• [SOURCE DOCUMENT]:
——————

Using the simple WITH clause, you can specify a list of table variables (remember: everything is a table), which may even depend on each other.

That is easy to understand. This makes CTE (Common Table Expressions) already very useful, but what’s really really awesome is that they’re allowed to be recursive! Consider the following PostgreSQL example:

WITH RECURSIVE t(v) AS (
  SELECT 1     -- Seed Row
  UNION ALL
  SELECT v + 1 -- Recursion
  FROM t
)
SELECT v
FROM t
LIMIT 5

It yields

 v
---
 1
 2
 3
 4
 5 

How does it work? It’s relatively easy, once you see through the many keywords. You define a common table expression that has exactly two UNION ALL subqueries.

The first UNION ALL subquery is what I usually call the “seed row”. It “seeds” (initialises) the recursion. It can produce one or several rows on which we will recurse afterwards. Remember: everything is a table, so our recursion will happen on a whole table, not on an individual row/value.

The second UNION ALL subquery is where the recursion happens. If you look closely, you will observe that it selects from t. I.e. the second subquery is allowed to select from the very CTE that we’re about to declare. Recursively. It thus has also access to the column v, which is being declared by the CTE that already uses it.

In our example, we seed the recursion with the row (1), and then recurse by adding v + 1. The recursion is then stopped at the use-site by setting a LIMIT 5 (beware of potentially infinite recursions – just like with Java 8 Streams).

Side note: Turing completeness

Recursive CTE make SQL:1999 turing complete, which means that any program can be written in SQL! (if you’re crazy enough)

One impressive example that frequently shows up on blogs: The Mandelbrot Set, e.g. as displayed on http://explainextended.com/2013/12/31/happy-new-year-5/

WITH RECURSIVE q(r, i, rx, ix, g) AS (
  SELECT r::DOUBLE PRECISION * 0.02, i::DOUBLE PRECISION * 0.02, 
        .0::DOUBLE PRECISION      , .0::DOUBLE PRECISION, 0
  FROM generate_series(-60, 20) r, generate_series(-50, 50) i
  UNION ALL
  SELECT r, i, CASE WHEN abs(rx * rx + ix * ix) <= 2 THEN rx * rx - ix * ix END + r, 
               CASE WHEN abs(rx * rx + ix * ix) <= 2 THEN 2 * rx * ix END + i, g + 1
  FROM q
  WHERE rx IS NOT NULL AND g < 99
)

——————

• [SHORT EXERCISE A]:
Answer these questions from the text on recursive CTEs:
(i) What does the author usually call the first UNION ALL subquery?
(ii) Where does the example query stop the recursion, and with what clause?
(iii) Which SQL standard do recursive CTEs make Turing complete?
• [SHORT EXERCISE B]: Reproduce word for word the passage of the text on recursive CTEs that opens with the words "In our example, we" and closes with "Java 8 Streams).".
The records come from a separate source and have no connection to the text on recursive CTEs.

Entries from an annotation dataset
——————

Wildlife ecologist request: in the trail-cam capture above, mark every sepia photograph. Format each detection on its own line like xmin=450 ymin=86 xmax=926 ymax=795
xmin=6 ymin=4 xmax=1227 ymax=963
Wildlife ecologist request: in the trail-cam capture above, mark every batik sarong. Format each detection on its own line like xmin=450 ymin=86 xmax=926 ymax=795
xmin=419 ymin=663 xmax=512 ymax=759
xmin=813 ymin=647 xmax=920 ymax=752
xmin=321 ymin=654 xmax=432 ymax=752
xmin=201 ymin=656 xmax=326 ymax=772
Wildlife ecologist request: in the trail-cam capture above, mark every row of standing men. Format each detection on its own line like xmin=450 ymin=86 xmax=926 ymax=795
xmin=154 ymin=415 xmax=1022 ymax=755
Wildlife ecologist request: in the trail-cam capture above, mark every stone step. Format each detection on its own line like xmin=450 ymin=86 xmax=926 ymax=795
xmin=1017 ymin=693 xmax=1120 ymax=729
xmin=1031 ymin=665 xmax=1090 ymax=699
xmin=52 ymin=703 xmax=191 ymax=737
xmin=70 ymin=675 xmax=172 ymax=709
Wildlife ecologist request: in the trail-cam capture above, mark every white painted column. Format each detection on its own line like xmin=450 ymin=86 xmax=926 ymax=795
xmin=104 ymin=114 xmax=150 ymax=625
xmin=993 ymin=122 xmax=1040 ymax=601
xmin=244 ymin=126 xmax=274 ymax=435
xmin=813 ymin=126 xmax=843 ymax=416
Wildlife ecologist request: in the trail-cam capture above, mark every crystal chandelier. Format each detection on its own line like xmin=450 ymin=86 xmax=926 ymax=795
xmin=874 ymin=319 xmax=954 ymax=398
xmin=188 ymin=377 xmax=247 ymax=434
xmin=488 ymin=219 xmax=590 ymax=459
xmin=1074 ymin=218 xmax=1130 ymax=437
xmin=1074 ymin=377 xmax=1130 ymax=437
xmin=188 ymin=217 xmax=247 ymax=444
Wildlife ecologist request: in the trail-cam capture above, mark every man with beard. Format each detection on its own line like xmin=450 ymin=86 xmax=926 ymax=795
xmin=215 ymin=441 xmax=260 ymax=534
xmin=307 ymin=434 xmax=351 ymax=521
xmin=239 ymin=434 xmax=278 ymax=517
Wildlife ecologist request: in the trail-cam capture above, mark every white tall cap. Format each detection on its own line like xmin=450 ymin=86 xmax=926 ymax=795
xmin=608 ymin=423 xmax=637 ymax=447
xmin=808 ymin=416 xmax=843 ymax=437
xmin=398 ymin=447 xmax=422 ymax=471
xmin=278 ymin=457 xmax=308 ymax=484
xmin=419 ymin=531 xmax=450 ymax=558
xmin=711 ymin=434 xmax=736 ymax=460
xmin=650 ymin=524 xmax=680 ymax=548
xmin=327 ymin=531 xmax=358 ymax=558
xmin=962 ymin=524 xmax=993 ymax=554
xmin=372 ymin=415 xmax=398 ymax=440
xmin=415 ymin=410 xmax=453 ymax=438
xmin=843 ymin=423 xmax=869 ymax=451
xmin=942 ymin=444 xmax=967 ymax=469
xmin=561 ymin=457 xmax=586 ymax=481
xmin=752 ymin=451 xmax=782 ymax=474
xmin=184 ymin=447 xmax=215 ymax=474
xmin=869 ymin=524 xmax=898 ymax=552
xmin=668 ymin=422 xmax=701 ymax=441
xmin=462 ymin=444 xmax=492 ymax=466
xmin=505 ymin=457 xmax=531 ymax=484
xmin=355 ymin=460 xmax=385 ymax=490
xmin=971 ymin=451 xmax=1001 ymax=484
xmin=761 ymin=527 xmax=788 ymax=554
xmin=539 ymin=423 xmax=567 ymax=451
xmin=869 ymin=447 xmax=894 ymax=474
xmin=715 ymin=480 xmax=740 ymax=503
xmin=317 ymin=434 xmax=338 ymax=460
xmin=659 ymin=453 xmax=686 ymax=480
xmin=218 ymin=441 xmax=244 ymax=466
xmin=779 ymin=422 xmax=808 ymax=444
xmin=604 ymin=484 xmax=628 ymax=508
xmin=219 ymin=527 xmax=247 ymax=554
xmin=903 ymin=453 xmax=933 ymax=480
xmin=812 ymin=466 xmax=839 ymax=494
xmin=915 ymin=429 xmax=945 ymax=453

——————

• [TASK SOLUTION A]:
(i) The "seed row."
(ii) At the use-site, with LIMIT 5.
(iii) SQL:1999.

• [TASK SOLUTION B]:
In our example, we seed the recursion with the row (1), and then recurse by adding v + 1. The recursion is then stopped at the use-site by setting a LIMIT 5 (beware of potentially infinite recursions – just like with Java 8 Streams).